>>>

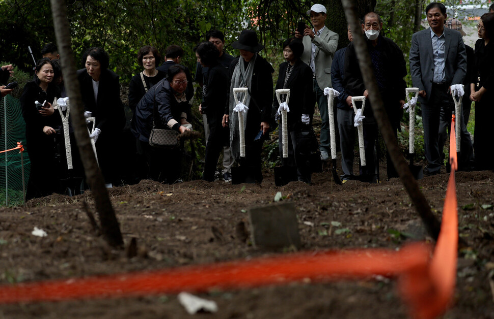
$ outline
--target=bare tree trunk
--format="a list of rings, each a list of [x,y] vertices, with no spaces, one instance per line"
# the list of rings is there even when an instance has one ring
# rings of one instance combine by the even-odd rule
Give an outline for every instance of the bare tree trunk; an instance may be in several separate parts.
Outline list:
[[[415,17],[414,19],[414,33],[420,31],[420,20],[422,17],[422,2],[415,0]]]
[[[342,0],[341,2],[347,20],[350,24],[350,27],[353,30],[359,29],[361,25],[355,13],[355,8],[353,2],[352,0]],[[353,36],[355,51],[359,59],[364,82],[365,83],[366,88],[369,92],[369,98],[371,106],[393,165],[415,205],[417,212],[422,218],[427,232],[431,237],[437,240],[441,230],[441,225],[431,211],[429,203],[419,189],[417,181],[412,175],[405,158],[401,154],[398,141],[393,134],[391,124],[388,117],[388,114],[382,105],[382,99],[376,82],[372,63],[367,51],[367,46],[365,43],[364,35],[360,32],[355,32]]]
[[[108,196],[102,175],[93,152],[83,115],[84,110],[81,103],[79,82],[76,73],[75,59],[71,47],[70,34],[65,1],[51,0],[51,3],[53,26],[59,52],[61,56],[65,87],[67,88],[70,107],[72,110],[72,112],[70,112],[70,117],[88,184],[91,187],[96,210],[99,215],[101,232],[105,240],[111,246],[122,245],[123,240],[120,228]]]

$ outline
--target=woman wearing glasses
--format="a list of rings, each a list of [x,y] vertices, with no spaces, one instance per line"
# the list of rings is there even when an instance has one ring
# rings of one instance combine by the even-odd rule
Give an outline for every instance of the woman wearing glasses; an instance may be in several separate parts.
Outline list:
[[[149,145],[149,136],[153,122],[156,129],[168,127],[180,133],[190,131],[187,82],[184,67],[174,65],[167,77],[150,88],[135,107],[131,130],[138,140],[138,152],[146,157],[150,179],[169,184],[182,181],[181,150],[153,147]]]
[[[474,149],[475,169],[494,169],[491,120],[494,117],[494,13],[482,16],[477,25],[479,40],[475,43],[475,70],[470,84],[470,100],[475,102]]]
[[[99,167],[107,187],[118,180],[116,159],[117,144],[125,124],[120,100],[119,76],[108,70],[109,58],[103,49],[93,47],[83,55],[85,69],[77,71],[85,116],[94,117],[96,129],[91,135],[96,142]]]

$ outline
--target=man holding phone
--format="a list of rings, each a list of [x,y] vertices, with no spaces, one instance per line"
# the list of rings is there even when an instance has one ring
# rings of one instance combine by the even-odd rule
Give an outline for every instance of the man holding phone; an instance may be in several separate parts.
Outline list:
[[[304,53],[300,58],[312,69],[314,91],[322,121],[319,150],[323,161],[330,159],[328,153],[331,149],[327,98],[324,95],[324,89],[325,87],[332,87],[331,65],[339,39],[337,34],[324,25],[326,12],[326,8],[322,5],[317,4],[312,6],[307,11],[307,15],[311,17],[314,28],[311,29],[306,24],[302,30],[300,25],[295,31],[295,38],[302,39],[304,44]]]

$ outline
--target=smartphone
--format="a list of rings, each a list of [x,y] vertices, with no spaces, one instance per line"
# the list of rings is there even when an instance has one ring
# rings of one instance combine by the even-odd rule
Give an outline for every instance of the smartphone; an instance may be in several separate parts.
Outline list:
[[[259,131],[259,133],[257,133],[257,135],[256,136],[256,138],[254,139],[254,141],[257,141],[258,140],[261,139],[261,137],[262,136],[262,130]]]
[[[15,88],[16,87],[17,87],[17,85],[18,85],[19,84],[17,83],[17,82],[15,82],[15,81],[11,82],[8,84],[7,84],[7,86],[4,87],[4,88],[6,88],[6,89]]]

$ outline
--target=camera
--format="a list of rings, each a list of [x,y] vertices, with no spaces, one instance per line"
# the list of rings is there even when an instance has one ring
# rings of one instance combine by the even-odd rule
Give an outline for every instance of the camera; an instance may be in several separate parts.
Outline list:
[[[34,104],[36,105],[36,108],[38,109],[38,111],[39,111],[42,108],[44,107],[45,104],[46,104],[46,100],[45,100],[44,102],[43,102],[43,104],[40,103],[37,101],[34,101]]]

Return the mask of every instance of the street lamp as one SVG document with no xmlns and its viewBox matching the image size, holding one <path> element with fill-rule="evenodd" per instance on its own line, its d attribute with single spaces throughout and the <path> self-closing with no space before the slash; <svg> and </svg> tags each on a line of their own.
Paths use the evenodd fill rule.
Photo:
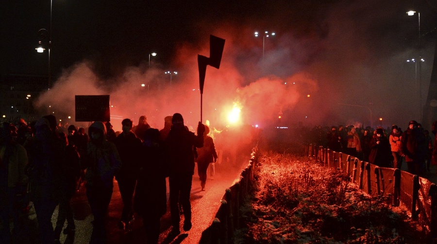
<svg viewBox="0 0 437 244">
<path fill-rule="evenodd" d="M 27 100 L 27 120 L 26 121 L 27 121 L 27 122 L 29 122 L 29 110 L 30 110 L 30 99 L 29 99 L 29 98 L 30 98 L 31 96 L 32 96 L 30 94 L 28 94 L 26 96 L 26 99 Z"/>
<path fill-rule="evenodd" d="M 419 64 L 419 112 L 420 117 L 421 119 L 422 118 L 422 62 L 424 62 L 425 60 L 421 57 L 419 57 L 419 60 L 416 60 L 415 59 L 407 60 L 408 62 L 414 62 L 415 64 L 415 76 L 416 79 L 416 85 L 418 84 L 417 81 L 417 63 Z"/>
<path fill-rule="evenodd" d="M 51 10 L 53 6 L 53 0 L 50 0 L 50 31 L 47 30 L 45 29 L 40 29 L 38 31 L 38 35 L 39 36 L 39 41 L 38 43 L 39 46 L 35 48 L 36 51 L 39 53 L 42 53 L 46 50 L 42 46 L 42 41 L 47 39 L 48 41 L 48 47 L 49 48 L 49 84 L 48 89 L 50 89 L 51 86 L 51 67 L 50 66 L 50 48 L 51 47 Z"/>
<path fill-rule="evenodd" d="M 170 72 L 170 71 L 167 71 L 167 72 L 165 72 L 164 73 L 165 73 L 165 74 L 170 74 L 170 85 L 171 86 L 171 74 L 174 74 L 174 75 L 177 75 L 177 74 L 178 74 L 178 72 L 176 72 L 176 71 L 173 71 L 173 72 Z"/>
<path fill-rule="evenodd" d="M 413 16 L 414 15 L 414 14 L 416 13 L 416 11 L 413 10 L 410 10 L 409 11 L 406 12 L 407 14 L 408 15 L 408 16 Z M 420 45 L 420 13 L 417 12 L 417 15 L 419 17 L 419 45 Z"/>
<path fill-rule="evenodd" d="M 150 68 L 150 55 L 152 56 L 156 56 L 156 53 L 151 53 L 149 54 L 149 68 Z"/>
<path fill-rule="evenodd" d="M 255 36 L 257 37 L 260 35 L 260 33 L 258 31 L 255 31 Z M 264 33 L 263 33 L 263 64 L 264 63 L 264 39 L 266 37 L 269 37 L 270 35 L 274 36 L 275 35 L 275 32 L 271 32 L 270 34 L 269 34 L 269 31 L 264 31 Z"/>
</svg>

<<<

> _Directions_: Extract each line of the data that contains the string "target".

> _Exercise output_:
--target=bare tree trunk
--target=woman wearing glasses
--target=man holding phone
--target=smartphone
--target=camera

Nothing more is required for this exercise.